## CONSIGNE 1
Reprenez sous forme de liste numérotée les lignes des enregistrements, du début jusqu'à la ligne contenant « [(633, 387), (627, 191), (68, 191), (73, 387)] », celle-ci comprise, en sautant les lignes vides. Ne mettez pas les images dans votre réponse.

## TEXTE À LIRE
···

Paru en 2002, ce premier roman de Andri Snaer Magnason, auteur et documentariste né à Reykjavik en 1973, a été traduit en trente langues et a remporté de nombreux prix. Alto nous présente ici l’édition de poche de cette traduction française parue chez Zulma en 2015, selon la volonté de l’éditeur de rendre plus accessibles certains titres étrangers au Québec. Militant écologiste et véritable star islandaise, Magnason s’est présenté à la course présidentielle de l’île en juin dernier où il est arrivé bon troisième avec sa vision de la politique basée sur le développement de nouvelles idées. On le surnomme le Houellebecq islandais; si la référence à l’auteur français résonne, ce n’est pas en raison de la forme, mais de la présence d’un certain humour décapant et un pessimisme de mauvaise foi. 

 

La construction de l’empire

Maintes fois comparé à 1984 et à L’écume des jours, le roman plonge dans un univers complexe, peuplé de Mickey de compagnie, d’enfants qu’on peut rembobiner s’ils tournent mal, d’une vallée éternellement verte, d’hommes sans fil, de campagnes publicitaires directement implantées dans le cerveau, de réveils dans le miel, d’étoiles funèbres, de sternes arctiques qui envahissent Paris. Magnason égratigne tout sur son passage :

Simon se brancha sur l’accident ferroviaire, l’image était assez floue […] on apercevait le pied ensanglanté d’un enfant, puis la barbe noire d’un homme portant un turban. […] Le compteur était arrivé à cent douze millions de vues quand l’homme au turban poussa un soupir – UNE CORONA ! – bientôt relayé par tous ceux qui constituaient l’amas de corps.

···

## ENREGISTREMENTS
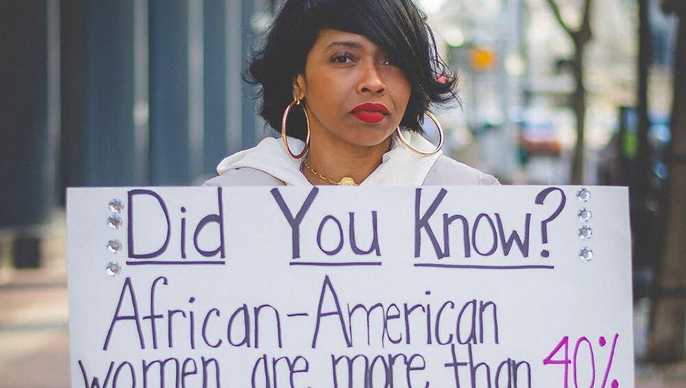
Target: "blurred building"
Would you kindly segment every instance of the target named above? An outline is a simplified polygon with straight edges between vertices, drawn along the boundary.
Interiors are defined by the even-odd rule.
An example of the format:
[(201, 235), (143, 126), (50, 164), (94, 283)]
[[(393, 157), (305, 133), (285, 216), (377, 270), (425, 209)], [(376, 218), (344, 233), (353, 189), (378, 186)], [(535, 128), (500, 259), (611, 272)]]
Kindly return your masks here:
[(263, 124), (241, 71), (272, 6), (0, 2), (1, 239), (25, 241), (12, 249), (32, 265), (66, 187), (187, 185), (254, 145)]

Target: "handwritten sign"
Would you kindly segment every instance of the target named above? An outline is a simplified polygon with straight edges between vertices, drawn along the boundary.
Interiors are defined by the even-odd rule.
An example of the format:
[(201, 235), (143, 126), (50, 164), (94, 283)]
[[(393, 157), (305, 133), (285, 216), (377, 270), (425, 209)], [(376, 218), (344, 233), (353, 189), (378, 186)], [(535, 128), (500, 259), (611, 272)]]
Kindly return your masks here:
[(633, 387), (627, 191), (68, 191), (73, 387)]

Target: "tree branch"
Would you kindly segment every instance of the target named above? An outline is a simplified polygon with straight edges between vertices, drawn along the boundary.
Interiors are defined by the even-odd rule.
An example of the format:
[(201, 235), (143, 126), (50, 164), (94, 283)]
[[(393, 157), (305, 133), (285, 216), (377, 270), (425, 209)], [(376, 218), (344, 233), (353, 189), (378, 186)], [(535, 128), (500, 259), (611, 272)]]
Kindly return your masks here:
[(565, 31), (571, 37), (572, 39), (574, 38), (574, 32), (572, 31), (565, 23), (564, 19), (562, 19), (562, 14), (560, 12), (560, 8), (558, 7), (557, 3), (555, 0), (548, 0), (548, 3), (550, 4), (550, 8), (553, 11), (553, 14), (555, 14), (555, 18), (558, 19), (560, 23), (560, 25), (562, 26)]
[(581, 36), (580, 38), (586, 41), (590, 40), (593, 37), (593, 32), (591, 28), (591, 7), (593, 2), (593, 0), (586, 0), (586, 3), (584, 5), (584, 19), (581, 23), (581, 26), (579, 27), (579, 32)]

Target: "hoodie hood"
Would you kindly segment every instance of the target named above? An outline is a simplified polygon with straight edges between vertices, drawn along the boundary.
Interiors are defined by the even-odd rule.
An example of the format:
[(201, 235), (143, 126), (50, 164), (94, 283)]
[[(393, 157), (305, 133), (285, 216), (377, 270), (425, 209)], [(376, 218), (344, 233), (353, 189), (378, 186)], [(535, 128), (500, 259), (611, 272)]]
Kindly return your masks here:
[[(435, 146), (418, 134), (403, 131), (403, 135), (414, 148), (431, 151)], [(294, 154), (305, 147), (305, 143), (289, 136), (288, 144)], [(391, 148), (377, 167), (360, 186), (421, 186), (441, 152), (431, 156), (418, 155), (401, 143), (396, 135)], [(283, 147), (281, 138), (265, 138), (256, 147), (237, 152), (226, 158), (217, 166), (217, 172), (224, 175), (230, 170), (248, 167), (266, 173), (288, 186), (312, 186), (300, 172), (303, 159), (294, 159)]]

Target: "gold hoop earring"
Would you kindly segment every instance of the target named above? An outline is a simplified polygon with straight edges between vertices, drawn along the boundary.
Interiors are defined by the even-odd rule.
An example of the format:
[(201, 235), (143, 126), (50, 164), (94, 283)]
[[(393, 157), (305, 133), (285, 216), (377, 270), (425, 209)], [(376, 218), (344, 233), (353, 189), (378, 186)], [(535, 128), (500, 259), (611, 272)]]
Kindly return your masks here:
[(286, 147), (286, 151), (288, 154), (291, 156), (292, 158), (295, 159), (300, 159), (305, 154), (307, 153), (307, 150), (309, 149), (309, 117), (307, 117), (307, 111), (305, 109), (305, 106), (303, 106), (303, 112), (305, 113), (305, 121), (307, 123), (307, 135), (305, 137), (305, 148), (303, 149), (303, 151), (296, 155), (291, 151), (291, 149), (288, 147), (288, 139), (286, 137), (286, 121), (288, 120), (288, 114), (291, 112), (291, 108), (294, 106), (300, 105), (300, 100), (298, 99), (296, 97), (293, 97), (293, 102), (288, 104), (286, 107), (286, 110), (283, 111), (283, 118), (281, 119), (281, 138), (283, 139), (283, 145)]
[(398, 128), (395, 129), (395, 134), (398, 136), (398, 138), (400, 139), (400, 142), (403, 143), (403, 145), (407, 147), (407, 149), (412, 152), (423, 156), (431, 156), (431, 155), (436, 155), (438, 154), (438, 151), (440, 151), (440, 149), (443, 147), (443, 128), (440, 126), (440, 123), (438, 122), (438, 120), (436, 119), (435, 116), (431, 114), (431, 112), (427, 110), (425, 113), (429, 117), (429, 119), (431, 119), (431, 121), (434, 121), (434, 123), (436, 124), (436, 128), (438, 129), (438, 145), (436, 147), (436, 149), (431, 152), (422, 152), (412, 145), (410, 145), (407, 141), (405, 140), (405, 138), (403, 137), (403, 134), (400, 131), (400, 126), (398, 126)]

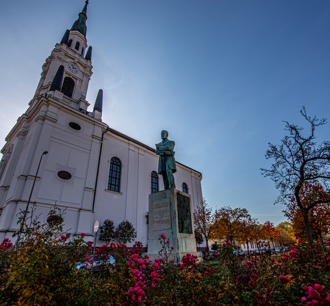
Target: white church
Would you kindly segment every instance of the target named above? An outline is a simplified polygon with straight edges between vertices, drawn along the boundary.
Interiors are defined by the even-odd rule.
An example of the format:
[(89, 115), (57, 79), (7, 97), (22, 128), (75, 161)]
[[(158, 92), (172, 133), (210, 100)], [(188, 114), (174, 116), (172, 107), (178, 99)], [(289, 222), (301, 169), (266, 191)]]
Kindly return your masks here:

···

## CONSIGNE 2
Résumez en deux phrases le texte sur le premier roman d'Andri Snaer Magnason.

## RÉPONSE ATTENDUE 1
1. Target: "blurred building"
2. Would you kindly segment every instance of the target named above? An outline is a simplified polygon with straight edges between vertices, drawn along the boundary.
3. Interiors are defined by the even-odd rule.
4. An example of the format:
5. [(201, 235), (143, 126), (50, 164), (94, 283)]
6. [[(393, 157), (305, 133), (285, 216), (377, 270), (425, 209)], [(376, 218), (344, 233), (353, 189), (378, 186)], [(535, 128), (500, 259), (611, 272)]]
7. Kindly return your masks here:
8. [(263, 124), (241, 71), (272, 6), (0, 2), (1, 239), (25, 241), (12, 249), (32, 265), (66, 187), (187, 185), (254, 145)]
9. Target: "handwritten sign"
10. Would you kindly segment every instance of the target named above? An outline is a simplified polygon with straight edges between vertices, drawn along the boundary.
11. Interiors are defined by the even-odd rule.
12. An example of the format:
13. [(201, 235), (143, 126), (50, 164), (94, 283)]
14. [[(393, 157), (305, 133), (285, 216), (377, 270), (425, 209)], [(376, 218), (344, 233), (353, 189), (378, 186)], [(535, 128), (500, 259), (611, 272)]]
15. Kindly return your masks here:
16. [(633, 387), (627, 191), (68, 191), (73, 387)]

## RÉPONSE ATTENDUE 2
Paru en 2002 et traduit en trente langues, le premier roman d'Andri Snaer Magnason, militant écologiste et star islandaise arrivé troisième à la présidentielle, est repris par Alto en édition de poche d'après la traduction française de Zulma. Souvent comparé à 1984 et à L'écume des jours, le livre plonge dans un univers complexe où l'auteur égratigne tout sur son passage.